• [WRITTEN INSTRUCTION]:
Can you quote the stretch of the migration tribunal decision from "Statement made on" through "1958 (the Act)."?
begin PASSAGE SHOWN
Ghiyaei (Migration)
[2018] AATA 4268
•21 September 2018
Ghiyaei (Migration) [2018] AATA 4268 (21 September 2018)
DECISION RECORD
DIVISION:Migration & Refugee Division
REVIEW APPLICANT: Miss Parisa Ghiyaei
VISA APPLICANT: Mrs Samira Ghiaee
CASE NUMBER: 1710758
HOME AFFAIRS REFERENCE(S): BCC2017/1073774
MEMBER:Nora Lamont
DATE:21 September 2018
PLACE OF DECISION: Melbourne
DECISION:The Tribunal remits the application for a Visitor (Class FA) visa for reconsideration, with the direction that the visa applicant meets the following criteria for a Subclass 600 (Visitor) (Class FA) visa:
·cl.600.211 of Schedule 2 to the Regulations.
Statement made on 21 September 2018 at 12:10pm
CATCHWORDS
MIGRATION – Visitor (Class FA) visa – Subclass 600 (Visitor) – genuine temporary entrant – previous travel history – transferrable funds and assets – unemployed – pension recipient – mother’s full time carer – no language skills – sponsor’s home available for visitors – decision under review remittedLEGISLATION
Migration Act 1958 (Cth), s 65
Migration Regulations 1994 (Cth), Schedule 2 cls 600.211, 600.231STATEMENT OF DECISION AND REASONS
APPLICATION FOR REVIEW
This is an application for review of a decision made by a delegate of the Minister for Immigration on 3 April 2017 to refuse to grant the visa applicant a Visitor (Class FA) visa under s.65 of the Migration Act 1958 (the Act).
end PASSAGE SHOWN
begin DATASET EXTRACT
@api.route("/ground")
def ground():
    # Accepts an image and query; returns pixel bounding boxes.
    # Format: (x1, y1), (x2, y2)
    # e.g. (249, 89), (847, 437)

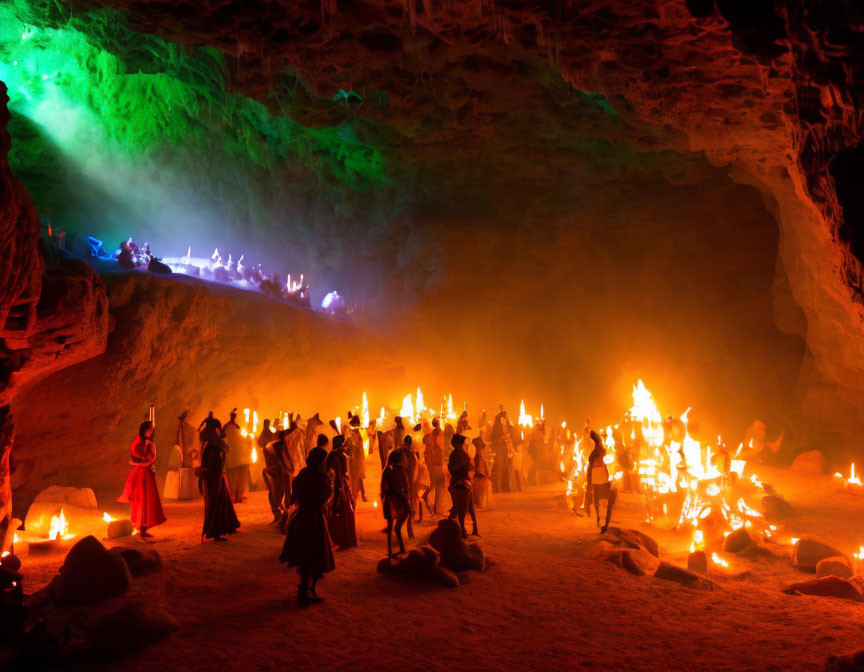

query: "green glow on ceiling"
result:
(0, 0), (390, 238)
end DATASET EXTRACT
• [SOLUTION BELOW]:
Statement made on 21 September 2018 at 12:10pm
CATCHWORDS
MIGRATION – Visitor (Class FA) visa – Subclass 600 (Visitor) – genuine temporary entrant – previous travel history – transferrable funds and assets – unemployed – pension recipient – mother’s full time carer – no language skills – sponsor’s home available for visitors – decision under review remittedLEGISLATION
Migration Act 1958 (Cth), s 65
Migration Regulations 1994 (Cth), Schedule 2 cls 600.211, 600.231STATEMENT OF DECISION AND REASONS
APPLICATION FOR REVIEW
This is an application for review of a decision made by a delegate of the Minister for Immigration on 3 April 2017 to refuse to grant the visa applicant a Visitor (Class FA) visa under s.65 of the Migration Act 1958 (the Act).